Requirement:
Your task is to repeat the listing exactly.

Given records:
******

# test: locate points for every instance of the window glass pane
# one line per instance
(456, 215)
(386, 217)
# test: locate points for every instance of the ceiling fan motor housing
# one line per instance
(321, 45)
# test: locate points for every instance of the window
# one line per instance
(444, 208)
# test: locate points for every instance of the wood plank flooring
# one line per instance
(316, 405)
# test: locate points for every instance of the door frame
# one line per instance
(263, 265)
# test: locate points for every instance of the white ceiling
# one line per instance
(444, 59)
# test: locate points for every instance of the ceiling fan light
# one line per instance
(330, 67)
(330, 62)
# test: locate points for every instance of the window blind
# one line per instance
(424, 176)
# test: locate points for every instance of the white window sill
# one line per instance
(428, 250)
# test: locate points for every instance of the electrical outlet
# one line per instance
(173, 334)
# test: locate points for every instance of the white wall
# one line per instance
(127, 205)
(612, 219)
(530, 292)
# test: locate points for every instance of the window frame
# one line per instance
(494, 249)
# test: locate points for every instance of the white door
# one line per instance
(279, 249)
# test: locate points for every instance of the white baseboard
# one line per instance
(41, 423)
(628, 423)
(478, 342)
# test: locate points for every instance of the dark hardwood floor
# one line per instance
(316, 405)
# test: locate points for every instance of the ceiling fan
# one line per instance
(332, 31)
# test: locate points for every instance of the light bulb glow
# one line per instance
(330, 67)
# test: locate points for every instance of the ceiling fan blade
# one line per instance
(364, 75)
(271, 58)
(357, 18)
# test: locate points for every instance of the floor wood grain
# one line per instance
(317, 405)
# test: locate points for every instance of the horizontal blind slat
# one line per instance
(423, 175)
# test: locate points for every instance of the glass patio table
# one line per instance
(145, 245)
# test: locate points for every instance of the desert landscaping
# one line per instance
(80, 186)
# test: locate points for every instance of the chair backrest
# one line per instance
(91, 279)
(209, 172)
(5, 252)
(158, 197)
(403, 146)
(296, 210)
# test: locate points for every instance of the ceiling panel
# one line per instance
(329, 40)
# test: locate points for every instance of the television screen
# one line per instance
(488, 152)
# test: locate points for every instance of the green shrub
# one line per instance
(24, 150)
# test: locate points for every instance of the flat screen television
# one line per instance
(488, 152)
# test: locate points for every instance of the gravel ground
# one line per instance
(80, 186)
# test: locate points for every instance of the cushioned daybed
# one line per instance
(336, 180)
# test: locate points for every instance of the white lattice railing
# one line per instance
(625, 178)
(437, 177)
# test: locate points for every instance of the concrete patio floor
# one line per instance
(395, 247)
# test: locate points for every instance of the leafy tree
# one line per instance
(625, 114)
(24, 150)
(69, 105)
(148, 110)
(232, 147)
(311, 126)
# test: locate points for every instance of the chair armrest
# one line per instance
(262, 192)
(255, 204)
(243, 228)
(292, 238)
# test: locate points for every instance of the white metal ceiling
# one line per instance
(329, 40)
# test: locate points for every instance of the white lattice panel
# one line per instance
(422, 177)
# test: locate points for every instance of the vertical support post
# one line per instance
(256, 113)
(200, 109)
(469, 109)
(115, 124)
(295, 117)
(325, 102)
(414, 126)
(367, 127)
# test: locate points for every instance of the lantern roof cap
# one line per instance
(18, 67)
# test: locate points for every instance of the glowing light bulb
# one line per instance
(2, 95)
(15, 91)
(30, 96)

******

Task response:
# test: locate points for every instance of the window glass pane
# one line per instance
(456, 215)
(386, 217)
# test: locate points for every instance of the ceiling fan motor housing
# one line per instance
(321, 45)
# test: locate points for every instance of the window
# one line per instance
(444, 208)
# test: locate points for every instance of the wood plank flooring
# one line per instance
(316, 405)
# test: locate points for every instance of the door frame
# one line per instance
(263, 265)
# test: locate points for every instance of the white ceiling
# one line per instance
(444, 59)
# test: locate points for every instance of the ceiling fan light
# one line per instance
(330, 67)
(330, 62)
# test: locate points for every instance of the window blind
# one line per instance
(424, 176)
# test: locate points for every instance of the white window sill
# one line per instance
(428, 250)
# test: locate points for every instance of the electrical outlet
# one line per instance
(173, 334)
# test: locate points for every instance of the white wall
# one line per instance
(127, 205)
(612, 219)
(530, 292)
# test: locate points for every instance of the window frame
# one line per instance
(494, 249)
# test: locate points for every instance of the white door
# one line per instance
(279, 249)
# test: locate points for every instance of the white baseboard
# one line per instance
(41, 423)
(628, 423)
(478, 342)
# test: locate points for every instance of the dark hardwood floor
# one line per instance
(316, 405)
# test: locate points for every instance of the ceiling fan
# one line per instance
(332, 31)
# test: locate points for every instance of the light bulb glow
# one line per instance
(330, 67)
# test: locate points for every instance of the ceiling fan blade
# one line per instance
(364, 75)
(271, 58)
(357, 18)
# test: locate points for every instance of the floor wood grain
# one line per instance
(317, 405)
# test: locate points for every instance of the horizontal blind slat
# one line per instance
(423, 175)
# test: locate points for every instance of the glass patio table
# one line per instance
(145, 245)
# test: locate points for every instance of the desert landscaping
# one line per instance
(80, 186)
# test: locate points for every instance of the chair backrest
# one line per instance
(91, 279)
(209, 172)
(5, 252)
(158, 197)
(403, 146)
(296, 210)
# test: locate points for every instance of the ceiling panel
# one line per instance
(329, 40)
# test: locate points for every instance of the television screen
# one line per instance
(488, 152)
# test: locate points for every instance of the green shrub
# one line per instance
(24, 150)
# test: locate points for every instance of the flat screen television
# one line per instance
(488, 152)
# test: locate points for every instance of the gravel ground
# one line per instance
(80, 186)
# test: locate points for every instance of the cushioned daybed
# one line per instance
(336, 180)
# test: locate points for every instance of the white lattice railing
# one line per instance
(625, 178)
(437, 177)
# test: locate points for every instance of the concrete patio floor
# one line per instance
(395, 247)
# test: locate points for every instance of the leafy tree
# one line per instance
(625, 114)
(24, 150)
(69, 105)
(148, 110)
(232, 147)
(311, 126)
# test: locate points for every instance of the chair armrest
# one line per instance
(262, 192)
(255, 204)
(243, 228)
(292, 238)
# test: locate points for every instance of the white metal ceiling
# one line per instance
(329, 40)
# test: locate points for every instance of the white lattice panel
# one line per instance
(422, 177)
# test: locate points for every instance of the vertical support post
# one line per instance
(256, 113)
(200, 109)
(469, 109)
(115, 124)
(295, 117)
(325, 102)
(414, 126)
(367, 127)
# test: locate points for every instance of the lantern roof cap
# one line per instance
(18, 67)
# test: locate points for every instance of the glowing light bulb
# one line per instance
(2, 95)
(15, 91)
(30, 96)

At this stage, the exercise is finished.